DATA FOR PROCESSING
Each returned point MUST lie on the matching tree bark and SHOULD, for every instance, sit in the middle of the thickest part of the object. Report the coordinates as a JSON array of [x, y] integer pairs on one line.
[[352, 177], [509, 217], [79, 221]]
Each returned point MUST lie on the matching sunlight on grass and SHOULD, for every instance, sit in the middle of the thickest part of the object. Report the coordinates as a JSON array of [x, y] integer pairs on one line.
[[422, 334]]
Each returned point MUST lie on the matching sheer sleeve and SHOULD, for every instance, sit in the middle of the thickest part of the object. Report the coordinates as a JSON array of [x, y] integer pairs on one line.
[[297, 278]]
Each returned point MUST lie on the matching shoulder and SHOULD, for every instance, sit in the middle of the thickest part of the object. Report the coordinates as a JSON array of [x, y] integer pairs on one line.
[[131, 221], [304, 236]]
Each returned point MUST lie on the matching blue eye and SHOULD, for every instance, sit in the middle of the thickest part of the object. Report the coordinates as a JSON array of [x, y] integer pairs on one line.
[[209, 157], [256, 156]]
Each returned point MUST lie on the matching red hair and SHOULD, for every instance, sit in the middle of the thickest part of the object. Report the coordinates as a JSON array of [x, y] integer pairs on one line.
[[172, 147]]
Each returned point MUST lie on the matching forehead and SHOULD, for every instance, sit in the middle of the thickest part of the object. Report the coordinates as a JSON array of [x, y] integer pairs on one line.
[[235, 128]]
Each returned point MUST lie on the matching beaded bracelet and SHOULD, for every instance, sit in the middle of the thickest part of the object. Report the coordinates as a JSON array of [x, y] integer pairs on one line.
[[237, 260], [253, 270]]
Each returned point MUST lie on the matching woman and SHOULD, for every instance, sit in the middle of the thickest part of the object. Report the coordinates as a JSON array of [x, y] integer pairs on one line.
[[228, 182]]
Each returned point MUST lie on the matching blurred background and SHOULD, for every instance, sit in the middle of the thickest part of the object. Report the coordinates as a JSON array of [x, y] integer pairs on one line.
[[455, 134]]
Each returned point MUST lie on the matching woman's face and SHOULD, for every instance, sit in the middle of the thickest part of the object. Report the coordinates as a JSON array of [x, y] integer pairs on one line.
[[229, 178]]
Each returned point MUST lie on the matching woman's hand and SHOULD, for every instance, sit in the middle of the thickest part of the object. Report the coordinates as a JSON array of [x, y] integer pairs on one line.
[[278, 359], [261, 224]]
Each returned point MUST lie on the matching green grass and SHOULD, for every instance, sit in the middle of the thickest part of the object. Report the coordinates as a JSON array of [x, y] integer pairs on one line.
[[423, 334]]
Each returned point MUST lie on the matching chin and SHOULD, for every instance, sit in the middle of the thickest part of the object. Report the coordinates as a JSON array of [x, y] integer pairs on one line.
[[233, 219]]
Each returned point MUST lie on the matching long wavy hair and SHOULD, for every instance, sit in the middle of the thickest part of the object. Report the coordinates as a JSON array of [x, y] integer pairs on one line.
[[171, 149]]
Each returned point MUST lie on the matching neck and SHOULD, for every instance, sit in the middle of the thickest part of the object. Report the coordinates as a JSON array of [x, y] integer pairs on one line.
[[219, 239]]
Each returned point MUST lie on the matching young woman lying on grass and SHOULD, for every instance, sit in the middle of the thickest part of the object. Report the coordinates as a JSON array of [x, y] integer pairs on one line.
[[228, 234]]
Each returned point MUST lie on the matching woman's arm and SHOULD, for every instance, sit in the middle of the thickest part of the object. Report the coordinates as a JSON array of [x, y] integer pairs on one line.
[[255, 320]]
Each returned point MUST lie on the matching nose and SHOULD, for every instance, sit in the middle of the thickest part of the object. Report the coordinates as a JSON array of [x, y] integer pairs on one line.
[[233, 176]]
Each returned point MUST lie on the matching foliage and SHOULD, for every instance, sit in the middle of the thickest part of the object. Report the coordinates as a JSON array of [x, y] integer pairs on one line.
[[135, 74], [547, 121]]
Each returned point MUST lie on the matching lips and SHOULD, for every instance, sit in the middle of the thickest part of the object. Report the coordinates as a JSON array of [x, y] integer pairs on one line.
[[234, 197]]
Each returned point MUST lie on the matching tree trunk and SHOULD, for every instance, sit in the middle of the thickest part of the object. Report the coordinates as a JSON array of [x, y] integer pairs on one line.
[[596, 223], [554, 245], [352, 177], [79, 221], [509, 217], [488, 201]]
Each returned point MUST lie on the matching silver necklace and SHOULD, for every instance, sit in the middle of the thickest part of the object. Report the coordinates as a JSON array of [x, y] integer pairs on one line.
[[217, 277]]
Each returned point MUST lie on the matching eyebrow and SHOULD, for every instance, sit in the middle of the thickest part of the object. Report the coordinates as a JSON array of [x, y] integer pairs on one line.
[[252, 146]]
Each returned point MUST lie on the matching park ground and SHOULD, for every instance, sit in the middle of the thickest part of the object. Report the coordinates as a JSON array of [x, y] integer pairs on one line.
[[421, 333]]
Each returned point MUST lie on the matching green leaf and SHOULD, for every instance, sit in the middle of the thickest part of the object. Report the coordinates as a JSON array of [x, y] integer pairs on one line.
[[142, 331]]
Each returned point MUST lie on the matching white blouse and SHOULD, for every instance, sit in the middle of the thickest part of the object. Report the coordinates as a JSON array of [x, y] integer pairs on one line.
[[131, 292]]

--

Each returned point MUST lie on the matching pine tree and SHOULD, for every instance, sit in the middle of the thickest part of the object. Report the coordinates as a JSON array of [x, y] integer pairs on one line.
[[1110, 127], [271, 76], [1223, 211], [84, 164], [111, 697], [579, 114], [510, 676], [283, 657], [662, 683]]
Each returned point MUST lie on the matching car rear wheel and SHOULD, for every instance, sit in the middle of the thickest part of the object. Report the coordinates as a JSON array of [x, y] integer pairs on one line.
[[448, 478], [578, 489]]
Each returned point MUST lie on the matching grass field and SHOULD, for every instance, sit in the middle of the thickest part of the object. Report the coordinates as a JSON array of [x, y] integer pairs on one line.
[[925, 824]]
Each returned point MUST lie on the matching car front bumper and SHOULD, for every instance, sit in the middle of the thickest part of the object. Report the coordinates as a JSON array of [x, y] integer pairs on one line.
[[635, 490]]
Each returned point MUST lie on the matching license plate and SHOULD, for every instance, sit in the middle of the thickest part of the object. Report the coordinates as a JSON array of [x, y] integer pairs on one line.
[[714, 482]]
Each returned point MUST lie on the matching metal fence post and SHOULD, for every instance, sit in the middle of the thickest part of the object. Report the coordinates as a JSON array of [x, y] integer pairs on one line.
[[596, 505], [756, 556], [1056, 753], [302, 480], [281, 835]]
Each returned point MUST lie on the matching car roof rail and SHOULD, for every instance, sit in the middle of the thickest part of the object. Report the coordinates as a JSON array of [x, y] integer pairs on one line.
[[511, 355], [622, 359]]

REQUIRED WORK
Starting with the line containing "Each returned point MUST lie on the matching metal" and going on through the line containing "[[596, 505], [756, 556], [1056, 753], [302, 480], [281, 835]]", write out only those lines of the data, requests included. Scale every coordinate in the answers by 0.7 and round each to a whole number, with halves rounded up.

ANSWER TO THE EXERCISE
Each returned point MUST lie on the matching metal fence post and SHOULD, for every instance, sit in the middle of the thickest part of the object. Report the coordinates as a JSON array of [x, y] integer pairs on one line.
[[417, 354], [529, 389], [739, 527], [211, 336], [197, 585]]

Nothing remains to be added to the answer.